Do this -
Copy the following data without changing anything.

(Location labeling data)

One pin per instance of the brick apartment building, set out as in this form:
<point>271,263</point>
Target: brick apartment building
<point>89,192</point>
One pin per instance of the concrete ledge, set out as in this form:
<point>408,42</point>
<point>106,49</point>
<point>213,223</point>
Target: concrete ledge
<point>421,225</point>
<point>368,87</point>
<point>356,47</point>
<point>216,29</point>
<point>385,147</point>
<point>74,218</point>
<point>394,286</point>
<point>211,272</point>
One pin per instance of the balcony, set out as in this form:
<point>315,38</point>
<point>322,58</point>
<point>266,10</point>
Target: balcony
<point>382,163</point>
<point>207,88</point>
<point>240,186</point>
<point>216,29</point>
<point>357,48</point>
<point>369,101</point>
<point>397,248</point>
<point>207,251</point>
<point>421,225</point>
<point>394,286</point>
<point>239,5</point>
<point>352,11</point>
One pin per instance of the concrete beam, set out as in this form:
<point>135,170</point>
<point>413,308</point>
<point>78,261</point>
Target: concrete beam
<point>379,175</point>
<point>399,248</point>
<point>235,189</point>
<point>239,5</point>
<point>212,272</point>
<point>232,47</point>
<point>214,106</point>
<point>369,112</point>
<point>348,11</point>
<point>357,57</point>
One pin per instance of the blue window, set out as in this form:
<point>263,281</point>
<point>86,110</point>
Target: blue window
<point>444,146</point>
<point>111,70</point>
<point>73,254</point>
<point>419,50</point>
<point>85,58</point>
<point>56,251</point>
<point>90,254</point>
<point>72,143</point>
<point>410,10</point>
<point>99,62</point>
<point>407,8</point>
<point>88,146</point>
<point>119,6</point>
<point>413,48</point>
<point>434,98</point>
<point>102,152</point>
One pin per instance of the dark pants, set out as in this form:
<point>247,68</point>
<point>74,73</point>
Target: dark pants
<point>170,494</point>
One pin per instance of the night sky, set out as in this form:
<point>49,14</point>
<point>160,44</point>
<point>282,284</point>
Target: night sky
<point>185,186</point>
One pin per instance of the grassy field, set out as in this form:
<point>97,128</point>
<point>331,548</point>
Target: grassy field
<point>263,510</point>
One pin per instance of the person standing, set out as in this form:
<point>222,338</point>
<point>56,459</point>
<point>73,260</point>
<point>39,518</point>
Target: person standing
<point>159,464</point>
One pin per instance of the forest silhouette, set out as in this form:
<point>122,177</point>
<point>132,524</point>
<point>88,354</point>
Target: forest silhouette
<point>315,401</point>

Correct answer -
One pin per instance of the brick apartment building, set out as in this form:
<point>271,263</point>
Target: brick apartment building
<point>89,192</point>
One pin per instance of the concrete ledge, set out as in this form:
<point>408,42</point>
<point>106,49</point>
<point>213,223</point>
Target: concrete ledge
<point>421,225</point>
<point>368,87</point>
<point>356,47</point>
<point>216,29</point>
<point>385,147</point>
<point>74,218</point>
<point>394,286</point>
<point>211,272</point>
One pin per instance of the balcony, set out as in this form:
<point>315,38</point>
<point>322,58</point>
<point>266,10</point>
Target: balcony
<point>382,163</point>
<point>207,88</point>
<point>240,186</point>
<point>216,29</point>
<point>357,48</point>
<point>369,101</point>
<point>397,248</point>
<point>207,251</point>
<point>421,225</point>
<point>394,286</point>
<point>239,5</point>
<point>352,11</point>
One pin per instance of the concrete beam, set out as in this form:
<point>135,170</point>
<point>413,308</point>
<point>78,261</point>
Target: concrete beam
<point>379,175</point>
<point>399,248</point>
<point>235,189</point>
<point>239,5</point>
<point>212,272</point>
<point>232,47</point>
<point>214,106</point>
<point>369,112</point>
<point>348,11</point>
<point>357,57</point>
One pin per instance of the blue window, set out as in this form:
<point>263,281</point>
<point>86,110</point>
Target: blue window
<point>444,146</point>
<point>111,70</point>
<point>73,254</point>
<point>419,50</point>
<point>85,58</point>
<point>56,251</point>
<point>90,254</point>
<point>72,143</point>
<point>410,10</point>
<point>99,62</point>
<point>407,8</point>
<point>88,146</point>
<point>119,6</point>
<point>413,48</point>
<point>434,98</point>
<point>102,152</point>
One pin per instance of the dark pants, set out as in this form:
<point>247,68</point>
<point>74,73</point>
Target: dark pants
<point>170,494</point>
One pin per instance of the night sky, set out as in this form:
<point>49,14</point>
<point>160,44</point>
<point>282,284</point>
Target: night sky
<point>185,186</point>
One pin per instance of the grassy field, set out as in this form:
<point>97,128</point>
<point>331,548</point>
Target: grassy field
<point>263,510</point>
One pin per instance of the person standing, set out as in this form:
<point>222,338</point>
<point>56,459</point>
<point>73,260</point>
<point>39,518</point>
Target: person standing
<point>159,464</point>
One pin per instance of the forest silhouette, set out as in this form:
<point>122,177</point>
<point>132,524</point>
<point>88,354</point>
Target: forest silhouette
<point>315,401</point>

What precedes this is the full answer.